* begin *

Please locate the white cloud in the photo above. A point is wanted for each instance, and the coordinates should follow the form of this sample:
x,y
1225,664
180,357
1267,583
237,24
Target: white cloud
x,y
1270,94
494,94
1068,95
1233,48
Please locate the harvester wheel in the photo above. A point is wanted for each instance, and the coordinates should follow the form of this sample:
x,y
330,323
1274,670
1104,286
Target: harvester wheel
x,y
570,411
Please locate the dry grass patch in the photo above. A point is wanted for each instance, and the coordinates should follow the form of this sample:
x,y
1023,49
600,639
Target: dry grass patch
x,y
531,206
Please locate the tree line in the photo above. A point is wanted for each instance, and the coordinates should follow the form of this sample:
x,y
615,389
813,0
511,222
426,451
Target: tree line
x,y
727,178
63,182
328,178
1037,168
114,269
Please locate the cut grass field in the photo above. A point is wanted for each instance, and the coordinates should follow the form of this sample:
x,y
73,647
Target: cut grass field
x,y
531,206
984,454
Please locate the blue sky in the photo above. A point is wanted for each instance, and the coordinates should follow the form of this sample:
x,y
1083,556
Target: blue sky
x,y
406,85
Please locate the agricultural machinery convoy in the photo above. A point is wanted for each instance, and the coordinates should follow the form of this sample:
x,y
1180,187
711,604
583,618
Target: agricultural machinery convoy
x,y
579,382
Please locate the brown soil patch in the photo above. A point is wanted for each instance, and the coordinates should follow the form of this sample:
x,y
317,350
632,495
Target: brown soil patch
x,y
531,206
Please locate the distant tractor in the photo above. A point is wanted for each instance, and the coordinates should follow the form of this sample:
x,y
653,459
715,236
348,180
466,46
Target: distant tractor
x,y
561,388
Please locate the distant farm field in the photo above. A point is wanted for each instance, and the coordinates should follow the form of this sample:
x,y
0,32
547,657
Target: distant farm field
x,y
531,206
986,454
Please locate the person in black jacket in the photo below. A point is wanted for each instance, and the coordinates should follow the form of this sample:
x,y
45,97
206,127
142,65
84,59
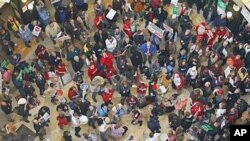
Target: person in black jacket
x,y
4,34
137,60
154,124
74,29
40,83
210,13
100,36
185,39
39,128
139,38
8,47
161,15
187,121
61,15
6,106
23,110
77,64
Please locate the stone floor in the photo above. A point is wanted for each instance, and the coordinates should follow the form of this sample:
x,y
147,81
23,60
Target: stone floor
x,y
53,132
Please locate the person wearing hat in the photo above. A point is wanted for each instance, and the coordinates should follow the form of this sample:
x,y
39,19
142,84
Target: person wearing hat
x,y
77,64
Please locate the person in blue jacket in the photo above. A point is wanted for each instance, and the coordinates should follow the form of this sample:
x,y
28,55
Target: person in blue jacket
x,y
148,50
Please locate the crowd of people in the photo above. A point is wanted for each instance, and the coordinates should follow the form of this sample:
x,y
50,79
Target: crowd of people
x,y
205,59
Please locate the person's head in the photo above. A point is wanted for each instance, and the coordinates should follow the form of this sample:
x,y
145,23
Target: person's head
x,y
71,5
104,106
151,135
76,58
11,18
51,24
100,121
104,54
148,44
99,2
51,85
225,43
117,29
187,32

* end *

Exactly and only the lines from the one containing "Please locate the person wearing" through the end of the material are to be reproduced, both ends included.

Please locate the person wearing hat in the photo above. A point is wanted for each instance, and the coordinates should follow the form of this sample:
x,y
39,19
142,84
Target: person wearing hat
x,y
77,64
Please locate the person in blue jacket in the photo above. A point is wanted for each instance, and the coordinates should follow the form of this sample:
x,y
28,55
Target: person in blue jacket
x,y
148,50
Please locate the crowd of people in the photo above. A point is wanted for each instance, and the coordinates should follow the form of this sample:
x,y
50,79
Target: crowd of people
x,y
205,59
Please locate the person's head in the photo above. A point is wanted for each instance, and the coordinates should follow the form of this sample:
x,y
145,23
Target: person's head
x,y
71,5
104,106
151,135
76,58
11,18
51,24
100,121
104,54
148,44
99,2
51,85
225,43
117,29
187,32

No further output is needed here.